■ EXERCICE PROPOSÉ A
Répondez aux questions suivantes à partir de l'extrait de décision qui figure plus bas.
(i) À quelle date et à quelle heure la clôture d'instruction a-t-elle été fixée ?
(ii) Qui a présenté les conclusions en qualité de rapporteur public ?
(iii) Quel tribunal a rendu le jugement du 4 octobre 2016 ?

■ TEXTE FOURNI
◇ ◇ ◇

Par une ordonnance du 5 septembre 2018, la clôture d'instruction a été fixée au 16 octobre 2018 à 12 heures.

Vu les autres pièces du dossier.

Vu :

- le code général des impôts et le livre des procédures fiscales ;

- le code de justice administrative.

Les parties ont été régulièrement averties du jour de l'audience.

Ont été entendus au cours de l'audience publique :

- le rapport de M. Laurent Pouget,

- et les conclusions de Mme Déborah de Paz, rapporteur public.

Considérant ce qui suit :

1. M.D..., qui exerce sous la forme d'une entreprise individuelle une double activité de solderie, à l'enseigne " Stockfouille ", et de garage, réparation, casse et vente de véhicules d'occasion, a fait l'objet d'une vérification de comptabilité portant sur la période du 1er janvier 2007 au 31 décembre 2008, étendue au 31 décembre 2009 en matière de taxe sur la valeur ajoutée. Le vérificateur a regardé la comptabilité présentée comme dépourvue de caractère probant, et a procédé à la reconstitution du chiffre d'affaires de l'entreprise pour la période vérifiée. Il en est résulté des rappels d'impôt sur le revenu et de prélèvement sociaux, ainsi que des rappels de taxe sur la valeur ajoutée. M. D...relève appel du jugement du 4 octobre 2016 par lequel le tribunal administratif de Poitiers a rejeté sa demande tendant à la décharge de ces rehaussements, ainsi que des pénalités y afférentes.

◇ ◇ ◇

■ LISTE DES ENTRÉES
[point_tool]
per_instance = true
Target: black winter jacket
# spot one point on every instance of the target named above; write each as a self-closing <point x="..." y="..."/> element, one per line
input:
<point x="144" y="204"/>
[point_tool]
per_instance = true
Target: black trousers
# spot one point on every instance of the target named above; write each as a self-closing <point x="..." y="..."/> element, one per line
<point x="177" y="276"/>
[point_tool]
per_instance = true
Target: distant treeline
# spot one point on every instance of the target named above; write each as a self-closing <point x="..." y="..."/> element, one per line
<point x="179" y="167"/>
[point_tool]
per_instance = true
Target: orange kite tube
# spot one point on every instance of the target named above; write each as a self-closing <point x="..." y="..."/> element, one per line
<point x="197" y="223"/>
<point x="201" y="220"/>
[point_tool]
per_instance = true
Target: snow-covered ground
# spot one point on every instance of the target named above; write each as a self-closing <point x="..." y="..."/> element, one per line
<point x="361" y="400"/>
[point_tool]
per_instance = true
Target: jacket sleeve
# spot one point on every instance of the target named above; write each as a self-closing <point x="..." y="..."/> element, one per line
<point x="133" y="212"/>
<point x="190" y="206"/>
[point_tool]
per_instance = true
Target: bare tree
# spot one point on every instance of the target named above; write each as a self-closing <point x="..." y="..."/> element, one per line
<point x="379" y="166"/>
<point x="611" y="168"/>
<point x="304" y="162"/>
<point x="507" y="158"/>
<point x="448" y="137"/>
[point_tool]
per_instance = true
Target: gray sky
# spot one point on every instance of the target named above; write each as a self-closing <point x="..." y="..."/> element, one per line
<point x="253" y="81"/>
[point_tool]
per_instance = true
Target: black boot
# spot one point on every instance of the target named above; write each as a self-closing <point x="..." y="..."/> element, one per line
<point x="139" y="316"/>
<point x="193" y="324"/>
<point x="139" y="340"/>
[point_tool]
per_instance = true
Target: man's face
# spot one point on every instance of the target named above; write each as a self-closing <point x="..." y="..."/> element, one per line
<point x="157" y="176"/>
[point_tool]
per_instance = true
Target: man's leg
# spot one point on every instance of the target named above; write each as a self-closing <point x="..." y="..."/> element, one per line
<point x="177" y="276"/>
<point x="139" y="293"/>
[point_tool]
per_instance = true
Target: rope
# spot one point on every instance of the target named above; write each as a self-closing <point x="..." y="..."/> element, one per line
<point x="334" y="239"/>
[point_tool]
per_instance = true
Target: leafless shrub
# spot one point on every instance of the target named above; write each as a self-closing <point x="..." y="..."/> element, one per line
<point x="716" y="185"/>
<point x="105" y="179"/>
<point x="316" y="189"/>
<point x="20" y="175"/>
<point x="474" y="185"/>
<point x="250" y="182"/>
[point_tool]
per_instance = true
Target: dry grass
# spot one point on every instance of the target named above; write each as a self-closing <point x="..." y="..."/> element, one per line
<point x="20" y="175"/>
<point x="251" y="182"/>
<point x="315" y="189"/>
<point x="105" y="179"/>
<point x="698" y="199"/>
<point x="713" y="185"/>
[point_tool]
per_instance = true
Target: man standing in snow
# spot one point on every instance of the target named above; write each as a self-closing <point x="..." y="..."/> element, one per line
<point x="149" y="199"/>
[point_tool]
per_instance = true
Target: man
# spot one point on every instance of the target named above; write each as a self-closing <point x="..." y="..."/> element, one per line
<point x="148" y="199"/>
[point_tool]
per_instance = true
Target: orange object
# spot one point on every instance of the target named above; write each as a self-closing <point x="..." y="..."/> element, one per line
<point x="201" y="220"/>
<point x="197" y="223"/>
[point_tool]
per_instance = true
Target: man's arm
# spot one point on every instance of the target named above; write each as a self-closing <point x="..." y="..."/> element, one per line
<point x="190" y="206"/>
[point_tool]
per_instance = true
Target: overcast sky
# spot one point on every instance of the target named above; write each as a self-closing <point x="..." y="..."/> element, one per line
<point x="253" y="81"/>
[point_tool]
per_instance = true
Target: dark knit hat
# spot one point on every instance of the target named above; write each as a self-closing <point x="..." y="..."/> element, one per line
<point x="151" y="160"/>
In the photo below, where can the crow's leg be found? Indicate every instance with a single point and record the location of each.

◇ ◇ ◇

■ EXERCICE PROPOSÉ B
Comptez les lignes des entrées qui contiennent la chaîne « jacket ». Indiquez seulement le nombre.

■ RÉPONSE COMPLÈTE A
(i) Au 16 octobre 2018 à 12 heures.
(ii) Mme Déborah de Paz.
(iii) Le tribunal administratif de Poitiers.

■ RÉPONSE COMPLÈTE B
2